Agreed, but is this not straying from the original post. I.e. Once you are in negative equity your options are limited. I'm sure that the  OP would love the opportunity to return to a position where he/she could simply rent a property of choice. While I have sympathy I can see no easy solution to this issue in the short term. No Magic Bullet I'm afraid.


----------



## Jim2007 (23 Nov 2011)

I think my answer suggest the mind set of some of the people who will be involved in any decision making in future and for the most part those people with have hard time understanding the holy cow issue of owning a house in Ireland.

The other problem is that the proposal I've seen so far all include the owners holding on to the property in some soft of guise, in other words not a case of pressing the "Reset" button...  that is always going to be a very difficult one to sell to the taxpayer.  Non-recouse debt might fly, but if it does, I wonder how may will take it up???


----------



## bacchus (24 Nov 2011)

qs222 said:


> we are now *stuck in a 2-bed house* (v nice and love the location). *We now have a baby and are completely stuck where we are.   *



What's the problem?


----------



## Newbie! (24 Nov 2011)

We are also caught in NE but luckily are both still working and have a modest income between us. We try to be frugal and save monthly but still allow ourselves luxuries of going for a drink at the weekend and the odd dinner out. We have already decided that when we outgrow our home, we will rent it and find a bigger property to rent for our family. This may cost more than our current mortgage but if it improves our quality of life at that time, we are willing to take on the extra cost. This isn't the dream we had but sometimes you have to adapt to new situations. Life could be a whole lot worse. If this is the worst card we'll be dealt, I think we are incredibly lucky.


----------



## Purple (24 Nov 2011)

qs222 said:


> we are now stuck in a 2-bed house (v nice and love the location). We now have a baby and are completely stuck where we are.



You think that’s bad; we’ve got 4 kids and we’re stuck in a 4 bedroom house. Not only do two of the kids have to share a room but so do my wife and I! 
We also have a dog but if things don’t pick up she’s for the high-jump. I’ve spoken to her about it and explained the facts of life. She says that it’s not her fault, that she didn’t buy the big kennel in the garden, but I told her that she was happy to sleep in it and had to take responsibility for her own actions. She’s now frightened every time I bring her for a walk that it will be her last view of the home place.

If that doesn’t help we’ll pick one of the kids by drawing straws.


----------



## Boyd (24 Nov 2011)

Purple said:


> I’ve spoken to her about it and explained the facts of life. She says that it’s not her fault, that she didn’t buy the big kennel in the garden, but I told her that she was happy to sleep in it and had to take responsibility for her own actions. She’s now frightened every time I bring her for a walk that it will be her last view of the home place.

Mask labeling examples:

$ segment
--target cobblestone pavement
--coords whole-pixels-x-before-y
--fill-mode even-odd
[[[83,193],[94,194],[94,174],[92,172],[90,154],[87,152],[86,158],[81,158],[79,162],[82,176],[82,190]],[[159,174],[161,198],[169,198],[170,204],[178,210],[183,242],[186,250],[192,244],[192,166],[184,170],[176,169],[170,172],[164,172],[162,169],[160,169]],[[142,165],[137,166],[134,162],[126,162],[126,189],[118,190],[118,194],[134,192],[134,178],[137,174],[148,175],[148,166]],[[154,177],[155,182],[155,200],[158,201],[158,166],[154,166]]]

GIVEN TASK 1 :: List every username that appears in a dated post header in the negative equity thread.
GIVEN TASK 2 :: Set down the part of the negative equity thread from "Agreed, but is" up to and including "(23 Nov 2011)".
GIVEN TASK 3 :: In the negative equity thread, what has Newbie! decided to do once the family outgrows its home?

EXERCISE RESPONSE 1 :: Jim2007, bacchus, Newbie!, Purple, Boyd

EXERCISE RESPONSE 2 ::
Agreed, but is this not straying from the original post. I.e. Once you are in negative equity your options are limited. I'm sure that the  OP would love the opportunity to return to a position where he/she could simply rent a property of choice. While I have sympathy I can see no easy solution to this issue in the short term. No Magic Bullet I'm afraid.


----------



## Jim2007 (23 Nov 2011)

EXERCISE RESPONSE 3 :: Rent out their home and find a bigger property to rent for the family.